== What you need to do ==
Revise the thread on shop page load times: reproduce it between "FYI the load" and "one specific shop.", inclusive, substituting "loading time" for "load time".

[Start Excerpted passage]

Open nicolasVr opened 2 months ago
@openfoodfoundation/developers without fixing it first, is there a way to easily find the process that takes so much time? If it's relationships FR support could consider to divide their shops between several email accounts.
I made various tests to check what makes the shop slow :
I have also added the same type of order cycle on the new shop with no effect (normal speed). Last tests were made on staging
This issue was first reported on Slack on 2024-09-11.
There was a series of optimsations for this page before this performance issue was reported. One optimsation just the day before.
Rendering of the shops partial seems to take a long time but sometimes it's really fast:
[2024-08-25]: Rendered shops/index.html.haml (Duration: 83606.7ms | Allocations: 2679115)
[2024-08-25]: Rendered shops/index.html.haml (Duration: 119988.4ms | Allocations: 7202747)
[2024-08-25]: Rendered shops/index.html.haml (Duration: 31.2ms | Allocations: 5526)
But trawling through the logs like this it's not easy to see actual trends. So let's ask New Relic. We only have data for au-prod there but maybe we can see trends:
The biggest change is actually on July 9, when a big product refactor was deployed:
This performance problem may be different to the described issue here though. There seems to be a particular bad circumstance with French data.
I copied the French database to my local server and tested the shops page. It loads in about 10 seconds. Reverting #12827 doesn't help, then it takes 12 seconds.
Going back to the code before all those optimisations, it takes 11 seconds to load. So no significant difference here.
FYI the load time is specific to Micromarche shop. I made many tests and I think it is linked to the orders background. But not only the number of orders because some shop have more orders and are much faster. Thanks for caring anyway
Oh, okay, I looked at the wrong thing then. I looked at shops
page because that's what you first reported on Slack. Now I see that this is for one specific shop.
So the individual shop page loads in 13 seconds for me but the shop is closed at the moment.
Sorry for the misleading slack posts. I coud see no loading difference between order cycle open or closed. During "french openiing hours" on prod loading time is more 30-40 seconds. On staging I have created a hub "micromarche test" that is a copy of micromrché - Agronaute without of course the background orders. Loading time is about 5 seconds.
On that page, we have a similar trend though:
Since the product refactor, the execution time multiplied. The thing that increased is:
Postgres Spree::Property find
A bit more specific:
app/serializers/api/cached_enterprise_serializer.rb:84:in `distributed_properties'
SELECT DISTINCT spree_properties.*
FROM "spree_properties" INNER JOIN "producer_properties" ON "producer_properties"."property_id" = "spree_properties"."id" INNER JOIN "enterprises" ON "enterprises"."id" = "producer_properties"."producer_id" INNER JOIN "spree_variants" ON "spree_variants"."deleted_at" IS ? AND "spree_variants"."supplier_id" = "enterprises"."id" INNER JOIN "spree_products" ON "spree_products"."id" = "spree_variants"."product_id" INNER JOIN "spree_variants" "variants_spree_products" ON "variants_spree_products"."deleted_at" IS ? AND "variants_spree_products"."product_id" = "spree_products"."id" INNER JOIN "exchange_variants" ON "exchange_variants"."variant_id" = "variants_spree_products"."id" INNER JOIN "exchanges" ON "exchanges"."id" = "exchange_variants"."exchange_id" INNER JOIN "order_cycles" ON "order_cycles"."id" = "exchanges"."order_cycle_id"

[End Excerpted passage]
[Start Listed entries]

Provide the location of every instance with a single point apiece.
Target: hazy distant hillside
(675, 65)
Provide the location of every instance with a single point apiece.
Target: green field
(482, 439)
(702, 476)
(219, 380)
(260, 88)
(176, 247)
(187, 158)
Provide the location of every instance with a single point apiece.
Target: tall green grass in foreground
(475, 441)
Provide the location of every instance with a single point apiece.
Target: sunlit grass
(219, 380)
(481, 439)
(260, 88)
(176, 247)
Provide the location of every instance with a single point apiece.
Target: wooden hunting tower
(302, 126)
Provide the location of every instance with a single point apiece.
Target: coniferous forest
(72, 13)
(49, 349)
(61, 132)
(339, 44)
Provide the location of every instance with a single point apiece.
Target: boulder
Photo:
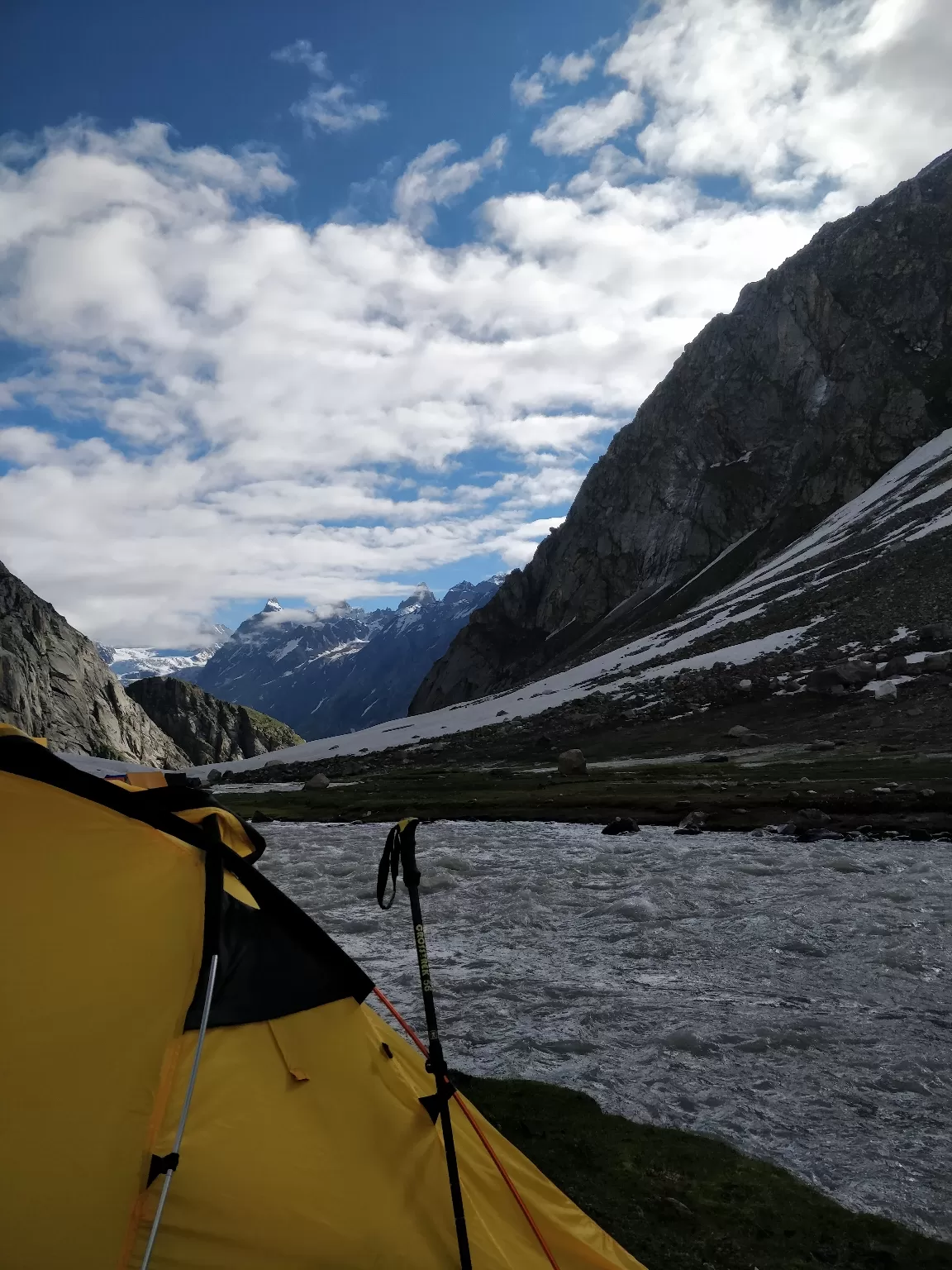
(895, 666)
(935, 635)
(692, 824)
(622, 824)
(840, 677)
(745, 737)
(812, 817)
(571, 762)
(937, 663)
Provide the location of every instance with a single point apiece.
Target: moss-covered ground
(740, 794)
(682, 1201)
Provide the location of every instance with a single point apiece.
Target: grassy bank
(682, 1201)
(744, 793)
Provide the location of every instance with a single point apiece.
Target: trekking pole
(402, 847)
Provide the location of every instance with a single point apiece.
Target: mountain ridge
(55, 685)
(336, 670)
(826, 372)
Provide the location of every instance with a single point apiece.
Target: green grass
(682, 1201)
(735, 795)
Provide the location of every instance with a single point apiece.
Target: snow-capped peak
(418, 597)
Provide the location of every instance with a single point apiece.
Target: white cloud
(301, 54)
(577, 128)
(336, 108)
(528, 89)
(793, 97)
(250, 408)
(429, 180)
(571, 69)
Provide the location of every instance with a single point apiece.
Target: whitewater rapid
(791, 999)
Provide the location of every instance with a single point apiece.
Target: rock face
(350, 670)
(826, 372)
(54, 684)
(208, 730)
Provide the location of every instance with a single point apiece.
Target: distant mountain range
(828, 372)
(130, 665)
(336, 673)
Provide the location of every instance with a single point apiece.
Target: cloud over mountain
(218, 402)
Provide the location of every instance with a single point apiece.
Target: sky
(320, 301)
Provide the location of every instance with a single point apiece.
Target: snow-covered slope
(325, 673)
(883, 563)
(144, 663)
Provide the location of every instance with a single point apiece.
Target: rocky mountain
(843, 637)
(826, 374)
(54, 684)
(142, 663)
(208, 730)
(347, 670)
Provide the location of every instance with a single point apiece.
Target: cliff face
(207, 729)
(826, 372)
(54, 684)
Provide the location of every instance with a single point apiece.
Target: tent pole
(183, 1116)
(402, 845)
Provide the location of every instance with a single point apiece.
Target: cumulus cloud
(301, 54)
(791, 98)
(571, 69)
(429, 180)
(577, 128)
(528, 89)
(334, 108)
(245, 407)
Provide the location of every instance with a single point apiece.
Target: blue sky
(320, 301)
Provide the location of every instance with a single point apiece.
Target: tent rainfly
(306, 1146)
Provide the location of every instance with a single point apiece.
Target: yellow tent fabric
(306, 1146)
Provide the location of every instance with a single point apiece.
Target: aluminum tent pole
(183, 1116)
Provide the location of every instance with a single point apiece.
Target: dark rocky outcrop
(208, 730)
(826, 372)
(54, 684)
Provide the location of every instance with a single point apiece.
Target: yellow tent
(305, 1147)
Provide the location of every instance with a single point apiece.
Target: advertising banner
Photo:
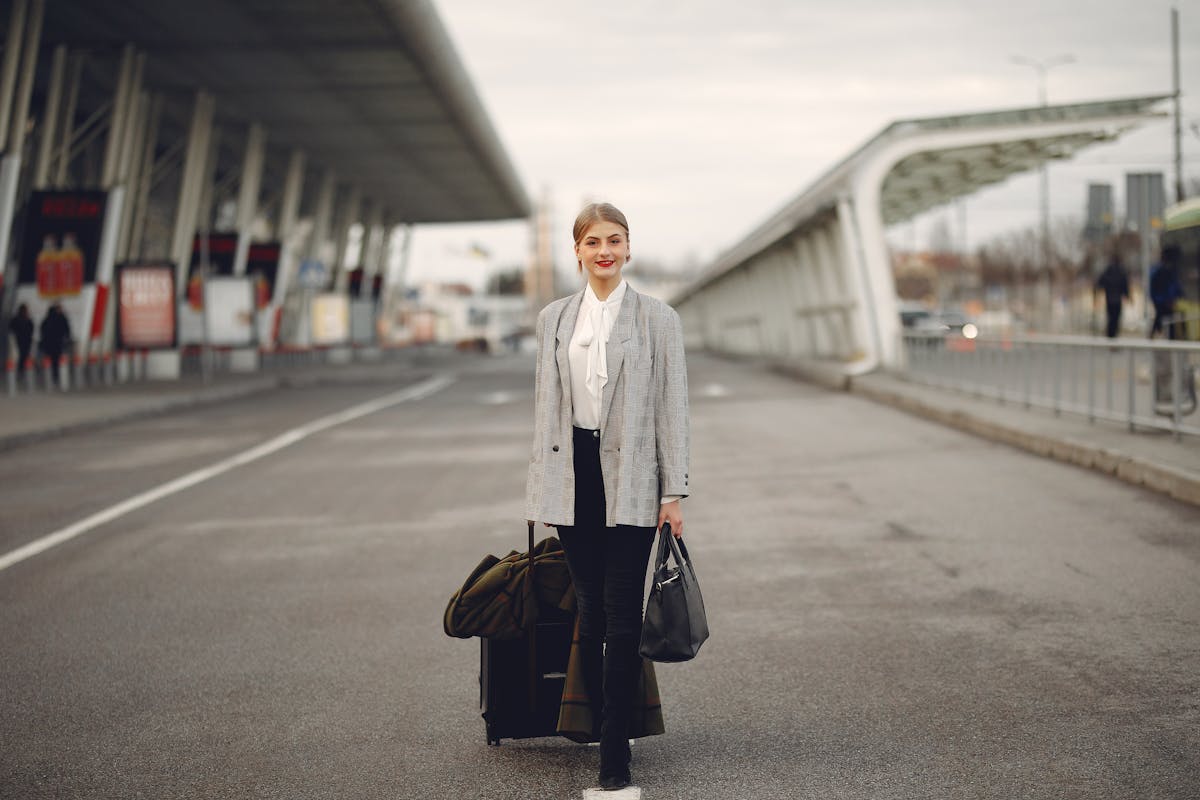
(145, 311)
(330, 319)
(229, 312)
(222, 248)
(59, 251)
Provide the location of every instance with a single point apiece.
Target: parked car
(946, 322)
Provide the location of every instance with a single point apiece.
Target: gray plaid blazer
(643, 414)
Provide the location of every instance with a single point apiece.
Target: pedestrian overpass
(813, 283)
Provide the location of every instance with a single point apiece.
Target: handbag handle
(676, 546)
(532, 686)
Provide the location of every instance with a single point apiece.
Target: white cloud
(701, 116)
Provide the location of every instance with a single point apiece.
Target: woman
(610, 459)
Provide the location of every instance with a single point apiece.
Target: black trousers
(607, 565)
(1113, 313)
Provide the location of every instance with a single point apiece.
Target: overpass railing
(1141, 384)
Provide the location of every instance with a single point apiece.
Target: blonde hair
(594, 212)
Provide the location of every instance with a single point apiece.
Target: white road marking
(497, 398)
(286, 439)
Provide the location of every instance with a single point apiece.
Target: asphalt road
(898, 609)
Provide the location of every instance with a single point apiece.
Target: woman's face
(603, 251)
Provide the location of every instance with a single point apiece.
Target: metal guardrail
(1147, 384)
(76, 373)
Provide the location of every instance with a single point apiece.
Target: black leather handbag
(675, 624)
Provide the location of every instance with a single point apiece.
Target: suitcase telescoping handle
(533, 629)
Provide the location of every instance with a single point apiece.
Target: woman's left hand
(672, 512)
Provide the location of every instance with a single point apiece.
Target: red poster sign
(147, 306)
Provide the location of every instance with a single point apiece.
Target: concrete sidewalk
(30, 417)
(1150, 458)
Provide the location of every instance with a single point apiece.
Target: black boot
(622, 667)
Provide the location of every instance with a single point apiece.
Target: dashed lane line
(286, 439)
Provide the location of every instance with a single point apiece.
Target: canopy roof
(1182, 215)
(372, 89)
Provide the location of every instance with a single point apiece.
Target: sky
(701, 118)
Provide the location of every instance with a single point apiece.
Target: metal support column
(49, 126)
(289, 211)
(323, 220)
(247, 193)
(11, 64)
(193, 179)
(348, 216)
(61, 161)
(142, 179)
(23, 40)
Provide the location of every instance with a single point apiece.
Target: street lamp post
(1042, 66)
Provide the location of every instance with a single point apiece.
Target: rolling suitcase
(521, 680)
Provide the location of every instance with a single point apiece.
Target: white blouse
(588, 356)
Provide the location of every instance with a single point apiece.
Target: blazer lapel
(622, 331)
(562, 341)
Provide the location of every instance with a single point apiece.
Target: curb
(202, 397)
(1174, 482)
(209, 395)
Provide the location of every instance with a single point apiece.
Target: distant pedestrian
(1165, 289)
(1115, 284)
(22, 329)
(53, 337)
(610, 459)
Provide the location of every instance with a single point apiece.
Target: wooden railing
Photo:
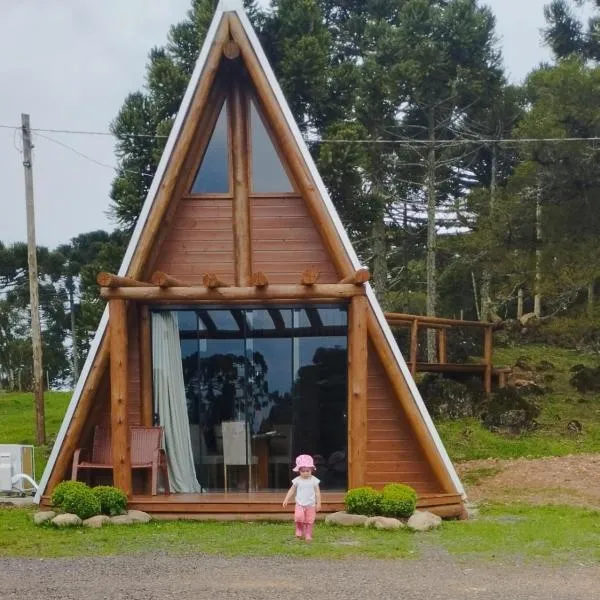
(442, 326)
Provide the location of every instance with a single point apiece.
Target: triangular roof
(241, 26)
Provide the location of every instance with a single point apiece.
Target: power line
(395, 141)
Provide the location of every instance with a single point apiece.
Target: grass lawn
(507, 533)
(17, 421)
(467, 439)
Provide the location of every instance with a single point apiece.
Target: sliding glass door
(262, 386)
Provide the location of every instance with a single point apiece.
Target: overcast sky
(70, 64)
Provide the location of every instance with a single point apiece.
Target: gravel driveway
(157, 577)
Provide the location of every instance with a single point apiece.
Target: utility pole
(36, 330)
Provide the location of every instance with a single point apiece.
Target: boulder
(43, 516)
(423, 521)
(345, 519)
(96, 522)
(384, 523)
(121, 520)
(138, 516)
(66, 520)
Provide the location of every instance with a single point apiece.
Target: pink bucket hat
(304, 461)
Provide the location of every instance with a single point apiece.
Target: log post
(487, 358)
(146, 366)
(357, 391)
(442, 346)
(414, 346)
(121, 454)
(241, 206)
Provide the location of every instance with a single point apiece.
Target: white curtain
(169, 394)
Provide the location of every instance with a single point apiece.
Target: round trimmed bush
(363, 501)
(113, 501)
(76, 498)
(398, 500)
(63, 489)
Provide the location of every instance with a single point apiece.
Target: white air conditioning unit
(16, 459)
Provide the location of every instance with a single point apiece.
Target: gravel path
(157, 577)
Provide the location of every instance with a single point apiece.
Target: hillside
(465, 439)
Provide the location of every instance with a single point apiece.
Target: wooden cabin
(242, 323)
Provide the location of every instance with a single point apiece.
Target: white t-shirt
(306, 490)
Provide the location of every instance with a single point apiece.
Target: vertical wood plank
(357, 391)
(241, 208)
(120, 446)
(442, 346)
(145, 366)
(414, 346)
(487, 358)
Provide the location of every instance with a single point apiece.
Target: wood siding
(285, 241)
(393, 452)
(199, 241)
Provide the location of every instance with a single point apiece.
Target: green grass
(556, 534)
(467, 439)
(19, 537)
(17, 421)
(507, 533)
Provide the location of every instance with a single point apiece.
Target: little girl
(308, 496)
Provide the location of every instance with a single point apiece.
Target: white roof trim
(135, 238)
(236, 6)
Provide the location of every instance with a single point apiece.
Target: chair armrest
(78, 455)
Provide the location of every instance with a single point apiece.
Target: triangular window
(213, 174)
(268, 174)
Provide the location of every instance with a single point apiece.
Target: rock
(43, 516)
(66, 520)
(121, 520)
(423, 521)
(384, 523)
(545, 365)
(138, 516)
(96, 522)
(345, 519)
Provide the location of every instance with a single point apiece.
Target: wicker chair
(146, 453)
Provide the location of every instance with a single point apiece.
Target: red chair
(146, 453)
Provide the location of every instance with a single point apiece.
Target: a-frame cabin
(241, 323)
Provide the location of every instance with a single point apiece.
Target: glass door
(262, 386)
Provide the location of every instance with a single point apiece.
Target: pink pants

[End Listed entries]

== Problem solution ==
FYI the loading time is specific to Micromarche shop. I made many tests and I think it is linked to the orders background. But not only the number of orders because some shop have more orders and are much faster. Thanks for caring anyway
Oh, okay, I looked at the wrong thing then. I looked at shops
page because that's what you first reported on Slack. Now I see that this is for one specific shop.